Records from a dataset
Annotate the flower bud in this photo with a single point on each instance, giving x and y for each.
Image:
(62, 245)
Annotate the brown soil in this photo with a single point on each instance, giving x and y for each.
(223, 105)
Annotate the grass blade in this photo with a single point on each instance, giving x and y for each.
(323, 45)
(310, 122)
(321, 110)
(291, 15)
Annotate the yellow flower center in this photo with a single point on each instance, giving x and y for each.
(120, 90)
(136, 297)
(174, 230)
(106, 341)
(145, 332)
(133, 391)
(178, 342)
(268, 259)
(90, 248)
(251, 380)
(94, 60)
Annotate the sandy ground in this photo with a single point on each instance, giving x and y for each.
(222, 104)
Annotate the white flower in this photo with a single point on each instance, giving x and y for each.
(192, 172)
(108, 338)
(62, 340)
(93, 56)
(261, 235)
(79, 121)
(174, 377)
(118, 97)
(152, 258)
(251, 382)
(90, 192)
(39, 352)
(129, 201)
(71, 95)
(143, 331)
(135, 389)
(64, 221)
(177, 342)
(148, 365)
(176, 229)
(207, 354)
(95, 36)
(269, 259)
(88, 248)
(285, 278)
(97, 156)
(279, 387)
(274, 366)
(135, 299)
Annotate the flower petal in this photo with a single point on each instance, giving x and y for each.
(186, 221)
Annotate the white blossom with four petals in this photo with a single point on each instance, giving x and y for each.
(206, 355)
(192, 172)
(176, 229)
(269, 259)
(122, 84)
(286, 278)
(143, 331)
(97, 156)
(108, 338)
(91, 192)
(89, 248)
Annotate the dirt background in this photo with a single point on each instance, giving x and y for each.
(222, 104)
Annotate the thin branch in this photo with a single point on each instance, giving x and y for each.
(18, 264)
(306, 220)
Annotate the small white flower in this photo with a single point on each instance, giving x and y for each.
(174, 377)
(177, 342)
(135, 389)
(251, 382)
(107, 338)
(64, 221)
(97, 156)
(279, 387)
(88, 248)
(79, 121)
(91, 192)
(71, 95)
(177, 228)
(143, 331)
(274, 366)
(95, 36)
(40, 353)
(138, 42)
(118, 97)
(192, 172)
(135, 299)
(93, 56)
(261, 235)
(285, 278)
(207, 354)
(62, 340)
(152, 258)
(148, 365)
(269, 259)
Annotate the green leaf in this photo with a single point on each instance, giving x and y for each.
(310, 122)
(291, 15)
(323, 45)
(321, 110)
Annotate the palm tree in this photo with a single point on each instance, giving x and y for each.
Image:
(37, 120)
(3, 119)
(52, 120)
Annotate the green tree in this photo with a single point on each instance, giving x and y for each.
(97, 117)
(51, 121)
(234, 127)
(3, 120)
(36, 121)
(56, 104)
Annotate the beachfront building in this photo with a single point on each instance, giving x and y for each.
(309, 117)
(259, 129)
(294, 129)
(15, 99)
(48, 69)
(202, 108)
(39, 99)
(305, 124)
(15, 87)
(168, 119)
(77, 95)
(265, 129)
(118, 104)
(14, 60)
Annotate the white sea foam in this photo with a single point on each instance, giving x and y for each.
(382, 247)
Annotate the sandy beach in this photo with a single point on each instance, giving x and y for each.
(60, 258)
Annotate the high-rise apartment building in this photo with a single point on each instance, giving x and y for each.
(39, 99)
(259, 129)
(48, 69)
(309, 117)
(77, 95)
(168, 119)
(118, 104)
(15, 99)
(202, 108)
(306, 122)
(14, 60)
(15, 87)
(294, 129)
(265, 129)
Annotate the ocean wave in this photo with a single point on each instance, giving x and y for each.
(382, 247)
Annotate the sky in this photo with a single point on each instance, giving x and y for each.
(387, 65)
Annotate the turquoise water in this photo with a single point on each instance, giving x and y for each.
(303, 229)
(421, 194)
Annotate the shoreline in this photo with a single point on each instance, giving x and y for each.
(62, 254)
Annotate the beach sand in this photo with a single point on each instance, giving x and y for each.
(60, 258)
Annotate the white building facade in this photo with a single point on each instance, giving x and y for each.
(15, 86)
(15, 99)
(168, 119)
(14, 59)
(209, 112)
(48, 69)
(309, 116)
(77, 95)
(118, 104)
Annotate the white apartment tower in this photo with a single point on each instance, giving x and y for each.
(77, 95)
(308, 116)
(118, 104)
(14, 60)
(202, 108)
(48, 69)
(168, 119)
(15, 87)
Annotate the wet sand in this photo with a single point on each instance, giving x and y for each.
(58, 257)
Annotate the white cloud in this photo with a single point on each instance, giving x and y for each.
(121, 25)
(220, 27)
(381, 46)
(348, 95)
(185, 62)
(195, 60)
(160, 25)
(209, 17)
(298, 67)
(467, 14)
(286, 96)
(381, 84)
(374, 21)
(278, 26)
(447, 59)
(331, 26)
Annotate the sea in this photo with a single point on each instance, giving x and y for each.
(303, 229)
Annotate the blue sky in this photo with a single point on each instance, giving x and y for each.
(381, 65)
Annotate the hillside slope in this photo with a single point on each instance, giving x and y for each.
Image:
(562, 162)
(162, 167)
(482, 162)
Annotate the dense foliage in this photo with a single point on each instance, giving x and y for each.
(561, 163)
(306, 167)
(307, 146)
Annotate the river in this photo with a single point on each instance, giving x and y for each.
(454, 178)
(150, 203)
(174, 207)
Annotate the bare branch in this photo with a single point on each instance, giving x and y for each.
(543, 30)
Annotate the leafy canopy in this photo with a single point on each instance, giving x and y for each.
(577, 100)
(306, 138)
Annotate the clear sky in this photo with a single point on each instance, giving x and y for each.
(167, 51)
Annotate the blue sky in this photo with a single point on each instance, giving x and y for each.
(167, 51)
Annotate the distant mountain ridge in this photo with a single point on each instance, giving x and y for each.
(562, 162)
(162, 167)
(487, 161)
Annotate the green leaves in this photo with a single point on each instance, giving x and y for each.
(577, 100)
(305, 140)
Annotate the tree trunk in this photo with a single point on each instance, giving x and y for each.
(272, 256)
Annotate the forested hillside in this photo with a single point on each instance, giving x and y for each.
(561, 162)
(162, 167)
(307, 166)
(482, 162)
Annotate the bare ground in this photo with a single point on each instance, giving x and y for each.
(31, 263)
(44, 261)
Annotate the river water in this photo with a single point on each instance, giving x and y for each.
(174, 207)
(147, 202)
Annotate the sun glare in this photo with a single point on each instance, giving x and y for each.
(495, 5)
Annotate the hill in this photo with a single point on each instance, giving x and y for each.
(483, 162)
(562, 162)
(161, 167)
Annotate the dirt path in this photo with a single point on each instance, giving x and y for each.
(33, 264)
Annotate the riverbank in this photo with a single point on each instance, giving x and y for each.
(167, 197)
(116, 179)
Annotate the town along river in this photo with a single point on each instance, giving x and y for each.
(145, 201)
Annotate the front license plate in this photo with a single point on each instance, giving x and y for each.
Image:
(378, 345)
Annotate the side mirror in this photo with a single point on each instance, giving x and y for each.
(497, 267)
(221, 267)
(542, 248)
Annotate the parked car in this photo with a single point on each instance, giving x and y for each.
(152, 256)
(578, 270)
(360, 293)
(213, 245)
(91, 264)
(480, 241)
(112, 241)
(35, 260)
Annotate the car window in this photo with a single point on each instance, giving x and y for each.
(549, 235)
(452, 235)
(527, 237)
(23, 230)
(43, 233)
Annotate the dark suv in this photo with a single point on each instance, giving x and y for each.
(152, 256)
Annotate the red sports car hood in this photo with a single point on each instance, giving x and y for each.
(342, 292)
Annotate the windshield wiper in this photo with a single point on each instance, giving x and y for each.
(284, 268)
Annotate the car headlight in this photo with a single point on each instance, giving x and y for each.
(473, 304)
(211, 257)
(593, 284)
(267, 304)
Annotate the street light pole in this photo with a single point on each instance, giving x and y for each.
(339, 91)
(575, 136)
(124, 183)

## Activity
Print the records above in full, exactly.

## Task response
Annotate the flower bud in this photo with a single point on each instance, giving x and y for each.
Image:
(62, 245)
Annotate the brown soil in this photo with a single point on each instance, giving x and y for each.
(223, 105)
Annotate the grass blade in this photo with a single point on each instance, giving x and y for each.
(323, 45)
(310, 122)
(321, 110)
(291, 15)
Annotate the yellow flower center in this photo with a single point on each instance, giving x and y for each.
(120, 90)
(136, 297)
(174, 230)
(106, 341)
(145, 332)
(133, 391)
(178, 342)
(268, 259)
(90, 248)
(251, 380)
(94, 60)
Annotate the sandy ground in this photo with a single point on each instance, giving x and y for each.
(222, 104)
Annotate the white flower in this photo with a single point on each instance, giving x and y for each.
(192, 172)
(108, 338)
(62, 340)
(93, 56)
(261, 235)
(79, 121)
(174, 377)
(118, 97)
(152, 258)
(251, 382)
(90, 192)
(39, 352)
(129, 201)
(71, 95)
(143, 331)
(135, 389)
(64, 221)
(177, 342)
(148, 365)
(176, 229)
(207, 354)
(95, 36)
(269, 259)
(88, 248)
(285, 278)
(97, 156)
(279, 387)
(274, 366)
(135, 299)
Annotate the flower petal in this photo with a single point on each instance, giving x and y for each.
(186, 221)
Annotate the white blossom with four petals in this photo with a single point on each instance, giving x and y for each.
(206, 355)
(192, 172)
(176, 229)
(269, 259)
(122, 84)
(286, 278)
(143, 331)
(97, 156)
(108, 338)
(91, 192)
(89, 248)
Annotate the dirt background in this photo with a single point on each instance, giving x and y for each.
(222, 104)
Annotate the thin branch in this photo with a single point on each instance, giving x and y for each.
(18, 264)
(306, 220)
Annotate the small white flower in this photo with a single point on each instance, giving x and y for each.
(174, 377)
(177, 342)
(135, 389)
(251, 382)
(107, 338)
(64, 221)
(97, 156)
(279, 387)
(88, 248)
(79, 121)
(91, 192)
(71, 95)
(177, 228)
(143, 331)
(274, 366)
(95, 36)
(40, 353)
(138, 42)
(118, 97)
(192, 172)
(135, 299)
(93, 56)
(261, 235)
(285, 278)
(207, 354)
(62, 340)
(152, 258)
(148, 365)
(269, 259)
Annotate the green leaf in this photo with a single point on each instance, giving x and y for each.
(310, 122)
(291, 15)
(323, 45)
(321, 110)
Annotate the palm tree in this photo with a single point on each instance, giving x and y for each.
Image:
(37, 120)
(3, 119)
(52, 120)
Annotate the green tree in this photo with a single point on each instance, giving x and y for each.
(97, 117)
(51, 121)
(234, 127)
(3, 120)
(36, 121)
(56, 104)
Annotate the beachfront building in this photo with a single point on each instance, giving x and y for each.
(309, 117)
(259, 129)
(294, 129)
(15, 99)
(48, 69)
(202, 108)
(39, 99)
(305, 124)
(15, 87)
(168, 119)
(77, 95)
(265, 129)
(118, 104)
(14, 60)
Annotate the white sea foam in this photo with a single point on each instance, giving x and y for each.
(382, 247)
Annotate the sandy beach in this photo with a single point on each instance, giving x and y for each.
(60, 258)
Annotate the high-rise apartment building in this photo with a single point on each instance, giving x and y for each.
(39, 99)
(259, 129)
(48, 69)
(309, 117)
(77, 95)
(168, 119)
(118, 104)
(15, 99)
(202, 108)
(306, 122)
(14, 60)
(15, 87)
(294, 129)
(265, 129)
Annotate the ocean wave in this photo with a single point on each instance, giving x and y for each.
(382, 247)
Annotate the sky in this photo with a single point on each instance, giving x and y for each.
(387, 65)
Annotate the turquoise water in this photo with a single point on each instance, giving x and y for each.
(303, 229)
(421, 194)
Annotate the shoreline in this photo with a single point on each instance, giving x and y for each.
(62, 254)
Annotate the beach sand in this photo with a single point on each instance, giving x and y for each.
(60, 258)
Annotate the white building facade in this photo with a single point on each instance, giving x and y for each.
(15, 86)
(15, 99)
(168, 119)
(14, 59)
(209, 112)
(48, 69)
(309, 116)
(77, 95)
(118, 104)
Annotate the white apartment tower in this photo with a single point on each instance, giving x and y for each.
(77, 95)
(308, 116)
(118, 104)
(14, 60)
(202, 108)
(48, 69)
(168, 119)
(15, 87)
Annotate the wet sand in this photo with a single point on each instance, giving x and y for each.
(58, 257)
Annotate the white cloud in this photo with a single point on each instance, giving x and y for each.
(121, 25)
(220, 27)
(381, 46)
(348, 95)
(185, 62)
(195, 60)
(160, 25)
(209, 17)
(298, 67)
(467, 14)
(286, 96)
(381, 84)
(374, 21)
(278, 26)
(447, 59)
(331, 26)
Annotate the sea in this photo with a single point on each instance, giving x and y for each.
(303, 229)
Annotate the blue sky in this photo with a single point on each instance, giving x and y for each.
(381, 65)
Annotate the hillside slope in this photo with a single point on each instance, giving x and y for each.
Image:
(562, 162)
(162, 167)
(482, 162)
Annotate the dense foliage in this photo with a single point on each instance, giving x and y for each.
(561, 163)
(306, 167)
(307, 146)
Annotate the river in this photo with a single point on each instance, giving x and y for each.
(454, 178)
(150, 203)
(174, 207)
Annotate the bare branch in this photo with a single point on each instance, giving x and y for each.
(543, 30)
Annotate the leafy canopy in this photo with a single point on each instance, giving x and y for each.
(577, 100)
(306, 138)
Annotate the clear sky in this photo with a single point on each instance, giving x and y for each.
(167, 51)
Annotate the blue sky in this photo with a single point on each instance, giving x and y for each.
(167, 51)
Annotate the distant mountain ridge in this photo with a single point on each instance, giving x and y for each.
(562, 162)
(162, 167)
(487, 161)
Annotate the green leaves in this photo with a single point on each instance, giving x and y for each.
(577, 100)
(305, 140)
Annotate the tree trunk in this photo with a single point on each instance, giving x and y for each.
(272, 256)
Annotate the forested hillside in this photo with a single point on each instance, giving x and y for each.
(561, 162)
(162, 167)
(307, 166)
(482, 162)
Annotate the bare ground in this photo with a single point on each instance, giving x and y for each.
(31, 263)
(44, 261)
Annotate the river water in this photo with a single point on each instance, giving x and y for each.
(174, 207)
(147, 202)
Annotate the sun glare in this photo with a single point on each instance, giving x and y for each.
(495, 5)
Annotate the hill in this photo with a single point on each instance, giving x and y for each.
(483, 162)
(562, 162)
(161, 167)
Annotate the dirt path in this photo with a single point on each instance, giving x and y for each.
(33, 264)
Annotate the riverbank in this photo with a single point on each instance, giving x and y for each.
(167, 197)
(116, 179)
Annotate the town along river in this photo with a single point on each instance, giving x and y for each.
(145, 201)
Annotate the front license plate in this photo with a single point on each instance, giving x and y for each.
Image:
(378, 345)
Annotate the side mirror in this photo with a single point on each instance, giving x and y for each.
(497, 267)
(221, 267)
(542, 248)
Annotate the parked car in this photo with a single point on each instance, giving x and y for each.
(152, 256)
(578, 270)
(360, 293)
(213, 245)
(91, 264)
(480, 241)
(112, 241)
(35, 260)
Annotate the car window in this photo with a single point on each instance, giving x and y for each.
(549, 235)
(452, 235)
(527, 237)
(23, 230)
(43, 233)
Annotate the dark suv in this photo with a single point on each instance, giving x and y for each.
(152, 256)
Annotate the red sports car hood in this photo with a single point on each instance, giving x and y for each.
(342, 292)
Annotate the windshield wiper in this photo with a single point on each instance, giving x and y for each.
(284, 268)
Annotate the car headlight in this photo with a single point on each instance, giving x and y for each.
(473, 304)
(211, 257)
(593, 284)
(267, 304)
Annotate the street light pole in this photo with a single point on each instance, giving x and y for each.
(339, 91)
(575, 136)
(124, 183)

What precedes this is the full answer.